Exercise instructions
Could you continue the text about P&W's plea agreement over PCB-contaminated used oil from where it stops?

··· Text segment

As part of the plea agreements, P&W agreed to pay restitution in the estimated amount of $19 million, as compensation to victims Colonial Oil and International Paper for the costs associated with the storage and proper disposal of PCB-contaminated used oil as well as any monetary losses associated with the illegal handling, storage and transportation of toxic substances. P&W also agreed to a five-year term of probation and to take remedial action to address the environmental contamination at its facility in eastern North Carolina and other leased property in eastern North Carolina, including but not limited to, the proper treatment and/or disposal of PCB-contaminated waste oil.
Pass agreed to pay $538,587, plus interest, in restitution to the Internal Revenue Service for taxes he owed.
According to the charges filed in federal court in Raleigh and information stated in open court, the P&W facility in Leland included a tank farm consisting of multiple tanks ranging from 20,000 gallons to 500,000 gallons. The facility is located approximately 0.1 miles to the east of the Cape Fear River and a US Fish and Wildlife recognized wetland.
As part of its business operations, P&W transported, processed, and marketed on-specification used oil (containing less than 2 parts per million Polychlorinated Biphenyls (PCBs)). P&W received the used oil from small and large companies, such as automotive service stations, transformer repair companies, and marinas. P&W also conducted tank cleaning and waste removal.

······
··· Supplied material

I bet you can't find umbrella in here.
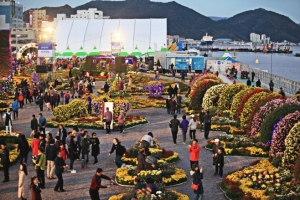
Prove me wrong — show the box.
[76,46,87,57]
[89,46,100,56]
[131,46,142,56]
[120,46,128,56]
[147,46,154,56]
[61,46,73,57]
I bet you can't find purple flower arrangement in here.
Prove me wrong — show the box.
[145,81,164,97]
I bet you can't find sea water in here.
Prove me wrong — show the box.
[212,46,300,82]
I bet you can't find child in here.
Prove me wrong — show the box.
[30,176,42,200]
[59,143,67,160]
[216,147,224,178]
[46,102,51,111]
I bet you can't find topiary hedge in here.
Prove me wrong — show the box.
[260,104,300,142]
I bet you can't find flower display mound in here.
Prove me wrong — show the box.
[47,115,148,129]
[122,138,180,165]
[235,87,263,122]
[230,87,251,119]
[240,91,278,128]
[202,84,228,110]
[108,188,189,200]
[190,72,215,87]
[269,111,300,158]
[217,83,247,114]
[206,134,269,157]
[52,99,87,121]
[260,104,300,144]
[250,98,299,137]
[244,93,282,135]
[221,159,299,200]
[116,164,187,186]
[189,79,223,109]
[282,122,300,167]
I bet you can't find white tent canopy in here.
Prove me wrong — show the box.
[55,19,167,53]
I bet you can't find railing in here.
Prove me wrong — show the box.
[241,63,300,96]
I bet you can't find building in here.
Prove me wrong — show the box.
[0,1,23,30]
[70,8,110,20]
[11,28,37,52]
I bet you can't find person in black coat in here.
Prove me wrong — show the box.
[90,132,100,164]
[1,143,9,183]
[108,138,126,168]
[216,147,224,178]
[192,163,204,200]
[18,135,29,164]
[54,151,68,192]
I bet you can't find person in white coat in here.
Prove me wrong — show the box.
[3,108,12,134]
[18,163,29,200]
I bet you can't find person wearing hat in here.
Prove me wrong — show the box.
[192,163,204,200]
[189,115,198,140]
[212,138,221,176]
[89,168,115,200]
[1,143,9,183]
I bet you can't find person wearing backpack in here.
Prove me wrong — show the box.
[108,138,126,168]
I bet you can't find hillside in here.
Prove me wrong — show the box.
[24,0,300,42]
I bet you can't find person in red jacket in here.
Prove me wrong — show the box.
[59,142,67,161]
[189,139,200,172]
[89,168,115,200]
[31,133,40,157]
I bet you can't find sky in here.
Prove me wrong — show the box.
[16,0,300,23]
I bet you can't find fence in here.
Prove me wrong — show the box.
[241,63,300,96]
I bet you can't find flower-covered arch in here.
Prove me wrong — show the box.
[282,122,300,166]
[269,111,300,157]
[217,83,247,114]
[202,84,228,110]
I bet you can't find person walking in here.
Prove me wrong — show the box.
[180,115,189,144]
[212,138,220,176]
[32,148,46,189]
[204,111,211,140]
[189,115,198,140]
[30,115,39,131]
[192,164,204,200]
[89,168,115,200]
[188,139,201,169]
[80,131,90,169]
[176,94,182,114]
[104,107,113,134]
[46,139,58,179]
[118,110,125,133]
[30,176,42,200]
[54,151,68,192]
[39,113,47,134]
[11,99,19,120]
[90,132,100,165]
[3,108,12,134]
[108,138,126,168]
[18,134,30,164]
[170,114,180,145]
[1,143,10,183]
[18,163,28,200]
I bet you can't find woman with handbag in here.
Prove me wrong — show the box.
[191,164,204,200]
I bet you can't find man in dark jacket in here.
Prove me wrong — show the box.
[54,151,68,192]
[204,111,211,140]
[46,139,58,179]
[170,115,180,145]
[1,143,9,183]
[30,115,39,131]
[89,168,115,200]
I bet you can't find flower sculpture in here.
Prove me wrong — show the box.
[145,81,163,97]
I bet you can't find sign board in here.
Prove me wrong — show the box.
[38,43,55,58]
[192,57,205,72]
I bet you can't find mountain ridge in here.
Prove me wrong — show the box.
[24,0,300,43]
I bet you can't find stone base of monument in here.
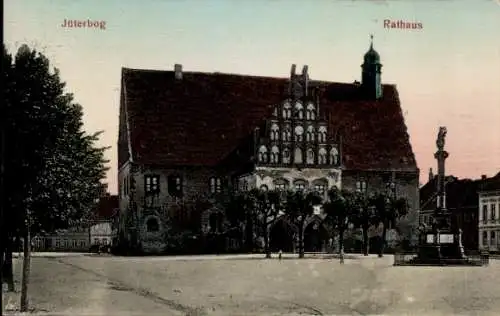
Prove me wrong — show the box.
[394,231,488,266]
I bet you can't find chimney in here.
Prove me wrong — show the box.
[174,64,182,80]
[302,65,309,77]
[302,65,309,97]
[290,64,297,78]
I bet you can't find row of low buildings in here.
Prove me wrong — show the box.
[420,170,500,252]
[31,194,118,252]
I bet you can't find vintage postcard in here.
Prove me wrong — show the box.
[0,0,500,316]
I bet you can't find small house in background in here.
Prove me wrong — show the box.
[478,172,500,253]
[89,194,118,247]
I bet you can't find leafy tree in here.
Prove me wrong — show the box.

······

Response
Prosecutors say in July 2009, the defendants knowingly failed to comply with regulations covering PCB-3 contaminated used oil by unlawfully transporting, storing, and disposing of used oil contaminated with PCBs. Specifically, waste oil containing fluid from five PCB-transformers was transported from a site in Wallace, SC, to the P&W facility. The investigation revealed that the waste oil was contaminated with PCB concentrations in excess of 500 parts per million.
Despite knowledge of the investigation into the defendants’ illegal handling of PCB-contaminated used oil, the defendants continued to unlawfully dilute the contaminated used oil. The mishandling of the PCB-contaminated used oil resulted in the wide-spread contamination at the site and other sites, resulting in millions of dollars in clean-up costs.
PCBs pose such an unreasonable risk of injury to human health and the environment that effective January 1, 1978, Congress banned the production of PCBs and mandated that no person may distribute in commerce, or use any PCBs other than in a totally enclosed manner, and directed the Environmental Protection Agency to promulgate rules phasing out the manufacture of PCBs and regulating their disposal.
Currently, efforts are underway to clean up the contamination at P&W’s facility in Leland, which has been designated a Superfund site by the EPA. Superfund is the name given to the federal environmental program established to clean up the nation’s uncontrolled hazardous waste sites.